** Opening SUPPLIED PASSAGE block **

3rd November 2021 @ 7:00 pm - 9:00 pm

Understand the evolution of natural Varroa-tolerance mechanisms in various beekeeping populations.

About this event

Since the arrival of the Varroa mite from Asia, millions of honey bee colonies have died. For decades, beekeepers have continued to control Varroa populations by the use of chemicals and other invasive methods. However, throughout Africa and most of South and Central America mite-infested colonies survive without any form of mite-control. This has been linked with poor mite reproduction, although what causes this has remained unknown. Throughout, Europe the USA and Wales an increasing number of naturally evolved, mite-tolerant colonies are been discovered. The talk will discuss the various tolerant mechanisms and how honey bee populations in Brazil, Africa, USA and UK all appear to have evolved similar ways to combat the Varroa mite

About the speaker

Stephen has studied social insects (bees, wasps, termites and ants) for most of his career. His areas of specialisation are the ‘hornet ecology’, ‘pest and diseases of honeybees’ and ‘chemical ecology of ants’. He holds a Chair in Social Entomology in the School of Environmental and Life Sciences at Salford University, Manchester. Prior to that he spent 12 years working at Sheffield University, 7 years with the National Bee Unit and 7 years in Japan conducting research into hornets.

Stephen is best known for his work on the Varroa mite and its association with viruses, especially the Deformed Wing Virus, but more recently his expertise in hornet biology is in demand, both nationally and internationally. His team of researchers at Salford, funded in part by beekeepers, are using the very latest molecular methods to read the genetic code of the DWV virus. The aim is to understand why some honey bee colonies have become naturally tolerant to Varroa and see if this information can provide beekeepers with a long-term solution to the problem.

** Closing SUPPLIED PASSAGE block **
** Opening INFORMATION SUPPLIED block **

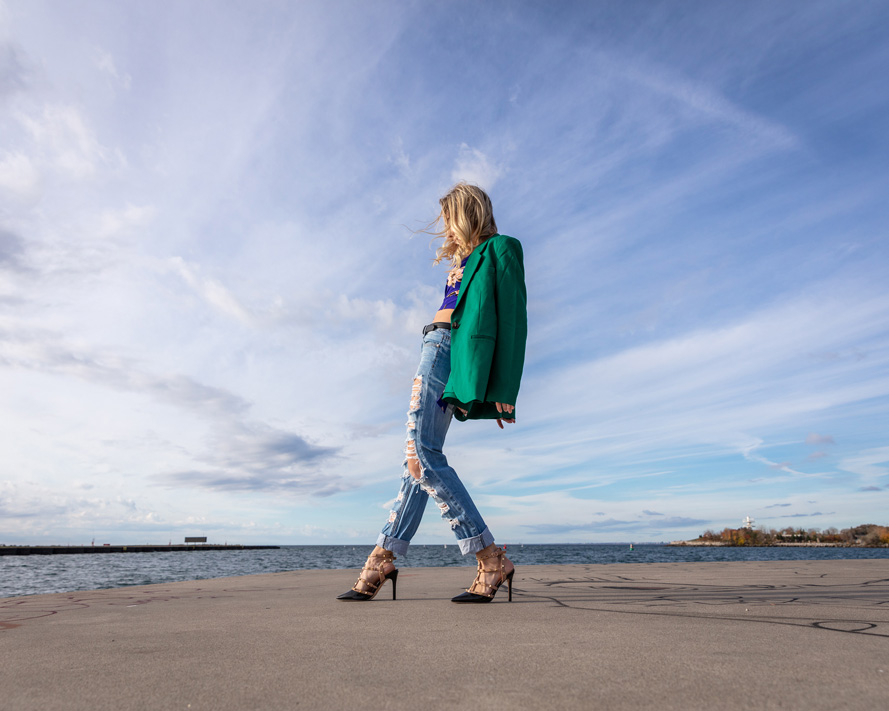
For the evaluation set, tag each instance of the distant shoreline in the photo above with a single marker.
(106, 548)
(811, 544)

** Closing INFORMATION SUPPLIED block **
** Opening INFORMATION SUPPLIED block **

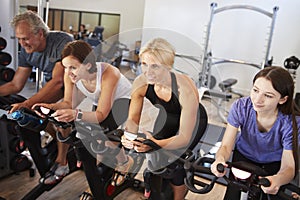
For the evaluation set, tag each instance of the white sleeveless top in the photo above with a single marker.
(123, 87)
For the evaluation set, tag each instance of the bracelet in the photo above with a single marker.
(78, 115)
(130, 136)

** Closing INFORMATION SUPPLIED block **
** Opening INFORMATION SUPPLIED block **

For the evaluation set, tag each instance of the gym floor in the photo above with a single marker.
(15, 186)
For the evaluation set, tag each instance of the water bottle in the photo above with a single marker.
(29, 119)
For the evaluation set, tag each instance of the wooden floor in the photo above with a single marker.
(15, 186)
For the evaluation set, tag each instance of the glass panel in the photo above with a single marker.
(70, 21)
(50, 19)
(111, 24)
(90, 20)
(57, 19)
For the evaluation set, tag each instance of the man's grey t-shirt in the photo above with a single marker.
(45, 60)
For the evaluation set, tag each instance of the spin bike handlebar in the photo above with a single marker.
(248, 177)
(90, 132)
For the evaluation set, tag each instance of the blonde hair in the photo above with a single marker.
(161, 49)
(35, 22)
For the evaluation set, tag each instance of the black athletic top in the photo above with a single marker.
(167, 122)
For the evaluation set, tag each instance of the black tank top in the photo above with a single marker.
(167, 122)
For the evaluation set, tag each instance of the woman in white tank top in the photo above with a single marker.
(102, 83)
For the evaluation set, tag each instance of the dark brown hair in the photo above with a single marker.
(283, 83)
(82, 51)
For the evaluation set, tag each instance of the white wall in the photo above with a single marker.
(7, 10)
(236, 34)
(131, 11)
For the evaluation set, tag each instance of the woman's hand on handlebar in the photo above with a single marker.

** Closing INFORMATION SUPPLIED block **

- ABOUT THIS EXERCISE:
Write out the part of the Varroa talk announcement starting with "About the speaker" and going on through "research into hornets.", word for word.

- ANSWER BOX:
About the speaker

Stephen has studied social insects (bees, wasps, termites and ants) for most of his career. His areas of specialisation are the ‘hornet ecology’, ‘pest and diseases of honeybees’ and ‘chemical ecology of ants’. He holds a Chair in Social Entomology in the School of Environmental and Life Sciences at Salford University, Manchester. Prior to that he spent 12 years working at Sheffield University, 7 years with the National Bee Unit and 7 years in Japan conducting research into hornets.